DATASET RECORDS
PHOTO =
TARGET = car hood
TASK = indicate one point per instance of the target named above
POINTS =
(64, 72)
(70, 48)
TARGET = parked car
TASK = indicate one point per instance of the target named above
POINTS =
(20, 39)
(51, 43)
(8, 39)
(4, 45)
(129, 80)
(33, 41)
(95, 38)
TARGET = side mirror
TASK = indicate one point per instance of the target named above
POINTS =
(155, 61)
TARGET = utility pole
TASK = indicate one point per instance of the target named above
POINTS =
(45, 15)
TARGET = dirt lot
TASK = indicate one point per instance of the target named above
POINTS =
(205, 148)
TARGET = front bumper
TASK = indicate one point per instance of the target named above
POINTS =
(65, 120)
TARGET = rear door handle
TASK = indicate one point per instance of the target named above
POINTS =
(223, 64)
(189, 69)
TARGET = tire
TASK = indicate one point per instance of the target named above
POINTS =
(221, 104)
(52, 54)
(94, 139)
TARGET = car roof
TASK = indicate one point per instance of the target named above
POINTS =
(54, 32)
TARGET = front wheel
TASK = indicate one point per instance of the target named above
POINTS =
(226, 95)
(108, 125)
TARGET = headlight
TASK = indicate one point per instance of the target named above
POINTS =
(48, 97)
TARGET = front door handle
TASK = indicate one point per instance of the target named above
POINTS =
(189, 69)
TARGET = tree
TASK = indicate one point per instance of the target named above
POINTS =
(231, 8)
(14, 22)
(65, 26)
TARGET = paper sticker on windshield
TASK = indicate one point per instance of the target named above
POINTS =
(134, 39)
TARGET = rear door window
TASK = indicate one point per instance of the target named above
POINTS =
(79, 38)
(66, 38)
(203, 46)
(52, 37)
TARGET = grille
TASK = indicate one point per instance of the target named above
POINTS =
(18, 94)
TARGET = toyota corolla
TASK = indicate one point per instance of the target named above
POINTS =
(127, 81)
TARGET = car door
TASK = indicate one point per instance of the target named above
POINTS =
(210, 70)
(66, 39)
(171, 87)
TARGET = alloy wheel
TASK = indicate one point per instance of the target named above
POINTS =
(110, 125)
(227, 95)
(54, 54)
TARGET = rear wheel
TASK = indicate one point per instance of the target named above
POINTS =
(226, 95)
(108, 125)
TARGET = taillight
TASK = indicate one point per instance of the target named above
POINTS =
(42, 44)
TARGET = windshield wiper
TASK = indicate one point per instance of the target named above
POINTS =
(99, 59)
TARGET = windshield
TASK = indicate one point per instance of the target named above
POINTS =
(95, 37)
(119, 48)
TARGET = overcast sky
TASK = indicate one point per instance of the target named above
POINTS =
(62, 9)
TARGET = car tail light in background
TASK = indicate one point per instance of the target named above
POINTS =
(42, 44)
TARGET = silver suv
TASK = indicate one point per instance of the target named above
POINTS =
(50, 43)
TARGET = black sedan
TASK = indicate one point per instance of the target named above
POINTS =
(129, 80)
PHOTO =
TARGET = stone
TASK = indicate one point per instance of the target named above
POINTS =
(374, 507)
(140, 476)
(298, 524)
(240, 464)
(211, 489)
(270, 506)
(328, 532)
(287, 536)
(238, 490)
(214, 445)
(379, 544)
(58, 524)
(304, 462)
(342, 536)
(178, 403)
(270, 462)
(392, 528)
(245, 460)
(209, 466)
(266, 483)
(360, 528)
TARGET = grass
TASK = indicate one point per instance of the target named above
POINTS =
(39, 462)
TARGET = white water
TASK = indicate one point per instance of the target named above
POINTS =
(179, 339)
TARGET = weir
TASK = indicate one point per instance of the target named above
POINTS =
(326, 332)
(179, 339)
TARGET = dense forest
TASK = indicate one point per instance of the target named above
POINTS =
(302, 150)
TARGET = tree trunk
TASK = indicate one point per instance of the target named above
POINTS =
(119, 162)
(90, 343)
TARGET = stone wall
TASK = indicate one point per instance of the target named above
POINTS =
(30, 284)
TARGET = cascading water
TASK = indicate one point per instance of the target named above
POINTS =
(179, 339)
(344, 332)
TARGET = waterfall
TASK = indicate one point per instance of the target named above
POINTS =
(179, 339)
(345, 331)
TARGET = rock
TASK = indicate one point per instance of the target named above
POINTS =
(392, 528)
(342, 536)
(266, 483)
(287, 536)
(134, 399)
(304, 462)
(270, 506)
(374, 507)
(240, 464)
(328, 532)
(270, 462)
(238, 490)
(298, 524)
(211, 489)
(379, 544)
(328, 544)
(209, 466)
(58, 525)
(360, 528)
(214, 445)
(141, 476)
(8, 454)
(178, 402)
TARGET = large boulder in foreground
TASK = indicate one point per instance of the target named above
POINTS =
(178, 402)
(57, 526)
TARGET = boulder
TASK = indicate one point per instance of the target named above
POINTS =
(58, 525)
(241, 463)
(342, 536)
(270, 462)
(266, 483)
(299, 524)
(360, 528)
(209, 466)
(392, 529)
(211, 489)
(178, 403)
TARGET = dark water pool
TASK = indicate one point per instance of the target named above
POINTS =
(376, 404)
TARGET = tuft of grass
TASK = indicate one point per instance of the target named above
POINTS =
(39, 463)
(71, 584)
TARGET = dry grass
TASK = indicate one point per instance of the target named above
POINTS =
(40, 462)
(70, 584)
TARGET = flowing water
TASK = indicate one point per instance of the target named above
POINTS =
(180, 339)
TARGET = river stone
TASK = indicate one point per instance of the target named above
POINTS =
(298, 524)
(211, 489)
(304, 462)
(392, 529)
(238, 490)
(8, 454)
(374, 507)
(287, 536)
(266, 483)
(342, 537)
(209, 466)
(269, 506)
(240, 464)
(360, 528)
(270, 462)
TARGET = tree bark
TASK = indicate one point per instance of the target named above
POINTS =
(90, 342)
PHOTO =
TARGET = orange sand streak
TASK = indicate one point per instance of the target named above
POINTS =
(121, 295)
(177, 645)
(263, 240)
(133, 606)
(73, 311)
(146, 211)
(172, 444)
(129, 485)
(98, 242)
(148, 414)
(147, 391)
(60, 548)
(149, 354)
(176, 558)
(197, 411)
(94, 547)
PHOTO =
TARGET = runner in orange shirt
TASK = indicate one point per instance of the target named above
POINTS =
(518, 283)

WHAT IS REQUIRED
Convert every line of the material above into a Markdown table with two columns, Row and Line, numbering the rows in order and skipping blank lines.

ANSWER
| Row | Line |
|---|---|
| 1 | PHOTO = |
| 2 | TARGET = car hood |
| 3 | TASK = indicate one point per instance of the target named above |
| 4 | POINTS = |
| 5 | (64, 72) |
| 6 | (70, 48) |
| 7 | TARGET = parked car |
| 8 | TASK = indicate one point per instance of the target named above |
| 9 | POINTS = |
| 10 | (20, 39) |
| 11 | (51, 43) |
| 12 | (8, 39) |
| 13 | (4, 45) |
| 14 | (129, 80) |
| 15 | (33, 41) |
| 16 | (95, 38) |
| 17 | TARGET = side mirror |
| 18 | TASK = indicate one point per instance of the target named above |
| 19 | POINTS = |
| 20 | (155, 61) |
| 21 | TARGET = utility pole |
| 22 | TASK = indicate one point per instance of the target named above |
| 23 | POINTS = |
| 24 | (45, 15) |
| 25 | TARGET = dirt lot |
| 26 | TASK = indicate one point per instance of the target named above |
| 27 | POINTS = |
| 28 | (205, 148) |
| 29 | TARGET = front bumper |
| 30 | TASK = indicate one point per instance of the target named above |
| 31 | POINTS = |
| 32 | (65, 120) |
| 33 | TARGET = rear door handle |
| 34 | TASK = indicate one point per instance of the target named above |
| 35 | POINTS = |
| 36 | (223, 64) |
| 37 | (189, 69) |
| 38 | TARGET = tire |
| 39 | TASK = indicate one point per instance of the target named above |
| 40 | POINTS = |
| 41 | (221, 104) |
| 42 | (52, 54) |
| 43 | (94, 139) |
| 44 | TARGET = car roof |
| 45 | TASK = indicate one point per instance of the target named above |
| 46 | POINTS = |
| 47 | (54, 32) |
| 48 | TARGET = front wheel |
| 49 | TASK = indicate one point per instance of the target named above |
| 50 | POINTS = |
| 51 | (226, 95) |
| 52 | (108, 125) |
| 53 | TARGET = headlight |
| 54 | TASK = indicate one point per instance of the target named above |
| 55 | POINTS = |
| 56 | (48, 97) |
| 57 | TARGET = front door handle |
| 58 | TASK = indicate one point per instance of the target named above |
| 59 | POINTS = |
| 60 | (189, 69) |
| 61 | TARGET = tree |
| 62 | TASK = indicate one point per instance of the target named above |
| 63 | POINTS = |
| 64 | (231, 8) |
| 65 | (14, 22) |
| 66 | (65, 26) |
| 67 | TARGET = paper sticker on windshield |
| 68 | TASK = indicate one point per instance of the target named above |
| 69 | POINTS = |
| 70 | (134, 39) |
| 71 | TARGET = rear door window |
| 72 | TASK = indicate one point per instance of the target named above |
| 73 | POINTS = |
| 74 | (79, 38) |
| 75 | (66, 38) |
| 76 | (203, 46) |
| 77 | (52, 37) |
| 78 | TARGET = grille |
| 79 | TASK = indicate one point per instance of the target named above |
| 80 | POINTS = |
| 81 | (18, 94) |
| 82 | TARGET = toyota corolla |
| 83 | TASK = indicate one point per instance of the target named above |
| 84 | POINTS = |
| 85 | (127, 81) |
| 86 | TARGET = car door |
| 87 | TASK = indicate one point per instance of the target named above |
| 88 | POINTS = |
| 89 | (210, 70) |
| 90 | (66, 39) |
| 91 | (171, 87) |
| 92 | TARGET = alloy wheel |
| 93 | TASK = indicate one point per instance of the target named above |
| 94 | POINTS = |
| 95 | (110, 125) |
| 96 | (227, 95) |
| 97 | (54, 54) |
| 98 | TARGET = rear wheel |
| 99 | TASK = indicate one point per instance of the target named above |
| 100 | POINTS = |
| 101 | (226, 95) |
| 102 | (108, 125) |
| 103 | TARGET = taillight |
| 104 | TASK = indicate one point per instance of the target named above |
| 105 | POINTS = |
| 106 | (42, 44) |
| 107 | TARGET = windshield wiper |
| 108 | TASK = indicate one point per instance of the target named above |
| 109 | POINTS = |
| 110 | (99, 59) |
| 111 | TARGET = windshield |
| 112 | TASK = indicate one point per instance of the target named above |
| 113 | POINTS = |
| 114 | (95, 37) |
| 115 | (119, 48) |
| 116 | TARGET = overcast sky |
| 117 | TASK = indicate one point per instance of the target named above |
| 118 | POINTS = |
| 119 | (62, 9) |
| 120 | TARGET = car tail light in background |
| 121 | TASK = indicate one point per instance of the target named above |
| 122 | POINTS = |
| 123 | (42, 44) |
| 124 | TARGET = silver suv |
| 125 | TASK = indicate one point per instance of the target named above |
| 126 | POINTS = |
| 127 | (50, 43) |
| 128 | TARGET = black sedan |
| 129 | TASK = indicate one point per instance of the target named above |
| 130 | POINTS = |
| 131 | (129, 80) |
| 132 | PHOTO = |
| 133 | TARGET = stone |
| 134 | TASK = indicate one point per instance of the target named above |
| 135 | POINTS = |
| 136 | (374, 507) |
| 137 | (140, 476) |
| 138 | (298, 524) |
| 139 | (240, 464) |
| 140 | (211, 489) |
| 141 | (270, 506) |
| 142 | (328, 532) |
| 143 | (287, 536) |
| 144 | (238, 490) |
| 145 | (214, 445) |
| 146 | (379, 544) |
| 147 | (58, 524) |
| 148 | (304, 462) |
| 149 | (342, 536) |
| 150 | (178, 403) |
| 151 | (270, 462) |
| 152 | (392, 528) |
| 153 | (245, 460) |
| 154 | (209, 466) |
| 155 | (266, 483) |
| 156 | (360, 528) |
| 157 | TARGET = grass |
| 158 | TASK = indicate one point per instance of the target named above |
| 159 | POINTS = |
| 160 | (39, 462) |
| 161 | TARGET = white water |
| 162 | TASK = indicate one point per instance of the target named above |
| 163 | POINTS = |
| 164 | (179, 339) |
| 165 | TARGET = weir |
| 166 | TASK = indicate one point per instance of the target named above |
| 167 | POINTS = |
| 168 | (326, 332) |
| 169 | (179, 339) |
| 170 | TARGET = dense forest |
| 171 | TASK = indicate one point per instance of the target named above |
| 172 | POINTS = |
| 173 | (302, 150) |
| 174 | TARGET = tree trunk |
| 175 | TASK = indicate one point per instance of the target named above |
| 176 | POINTS = |
| 177 | (119, 162) |
| 178 | (90, 343) |
| 179 | TARGET = stone wall |
| 180 | TASK = indicate one point per instance of the target named above |
| 181 | POINTS = |
| 182 | (30, 284) |
| 183 | TARGET = cascading water |
| 184 | TASK = indicate one point per instance of the target named above |
| 185 | POINTS = |
| 186 | (179, 339) |
| 187 | (344, 332) |
| 188 | TARGET = waterfall |
| 189 | TASK = indicate one point per instance of the target named above |
| 190 | POINTS = |
| 191 | (179, 339) |
| 192 | (345, 331) |
| 193 | TARGET = rock |
| 194 | TASK = indicate one point per instance of the target named above |
| 195 | POINTS = |
| 196 | (392, 528) |
| 197 | (342, 536) |
| 198 | (266, 483) |
| 199 | (287, 536) |
| 200 | (134, 399) |
| 201 | (304, 462) |
| 202 | (270, 506) |
| 203 | (374, 507) |
| 204 | (240, 464) |
| 205 | (328, 532) |
| 206 | (270, 462) |
| 207 | (238, 490) |
| 208 | (298, 524) |
| 209 | (211, 489) |
| 210 | (379, 544) |
| 211 | (328, 544) |
| 212 | (209, 466) |
| 213 | (58, 525) |
| 214 | (360, 528) |
| 215 | (214, 445) |
| 216 | (141, 476) |
| 217 | (8, 454) |
| 218 | (178, 402) |
| 219 | TARGET = large boulder in foreground |
| 220 | TASK = indicate one point per instance of the target named above |
| 221 | POINTS = |
| 222 | (178, 402) |
| 223 | (57, 526) |
| 224 | TARGET = boulder |
| 225 | TASK = indicate one point per instance of the target named above |
| 226 | POINTS = |
| 227 | (58, 525) |
| 228 | (241, 463) |
| 229 | (342, 536) |
| 230 | (270, 462) |
| 231 | (266, 483) |
| 232 | (299, 524) |
| 233 | (360, 528) |
| 234 | (209, 466) |
| 235 | (392, 529) |
| 236 | (211, 489) |
| 237 | (178, 403) |
| 238 | TARGET = dark water pool |
| 239 | TASK = indicate one point per instance of the target named above |
| 240 | POINTS = |
| 241 | (376, 404) |
| 242 | TARGET = tuft of grass |
| 243 | TASK = indicate one point per instance of the target named above |
| 244 | POINTS = |
| 245 | (39, 463) |
| 246 | (71, 584) |
| 247 | TARGET = dry grass |
| 248 | TASK = indicate one point per instance of the target named above |
| 249 | POINTS = |
| 250 | (40, 462) |
| 251 | (70, 584) |
| 252 | TARGET = flowing water |
| 253 | TASK = indicate one point per instance of the target named above |
| 254 | POINTS = |
| 255 | (180, 339) |
| 256 | TARGET = river stone |
| 257 | TASK = indicate one point per instance of the target named above |
| 258 | POINTS = |
| 259 | (298, 524) |
| 260 | (211, 489) |
| 261 | (304, 462) |
| 262 | (392, 529) |
| 263 | (238, 490) |
| 264 | (8, 454) |
| 265 | (374, 507) |
| 266 | (287, 536) |
| 267 | (266, 483) |
| 268 | (342, 537) |
| 269 | (209, 466) |
| 270 | (269, 506) |
| 271 | (240, 464) |
| 272 | (360, 528) |
| 273 | (270, 462) |
| 274 | TARGET = tree bark |
| 275 | TASK = indicate one point per instance of the target named above |
| 276 | POINTS = |
| 277 | (90, 342) |
| 278 | PHOTO = |
| 279 | TARGET = orange sand streak |
| 280 | TASK = indicate one point per instance of the target named above |
| 281 | POINTS = |
| 282 | (121, 295) |
| 283 | (177, 645) |
| 284 | (263, 240) |
| 285 | (133, 606) |
| 286 | (73, 311) |
| 287 | (146, 211) |
| 288 | (172, 444) |
| 289 | (129, 485) |
| 290 | (98, 242) |
| 291 | (148, 414) |
| 292 | (147, 391) |
| 293 | (60, 548) |
| 294 | (149, 354) |
| 295 | (176, 558) |
| 296 | (197, 411) |
| 297 | (94, 547) |
| 298 | PHOTO = |
| 299 | TARGET = runner in orange shirt |
| 300 | TASK = indicate one point per instance of the target named above |
| 301 | POINTS = |
| 302 | (518, 283) |